── Supplied material ──

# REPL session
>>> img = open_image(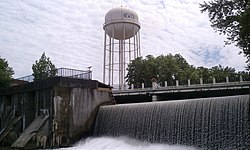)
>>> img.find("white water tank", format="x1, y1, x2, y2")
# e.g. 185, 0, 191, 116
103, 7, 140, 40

───

[Task instructions]:
Count the lines in the items above: how many of them contain the word "water"? Reply with the number only.

[Response]:
1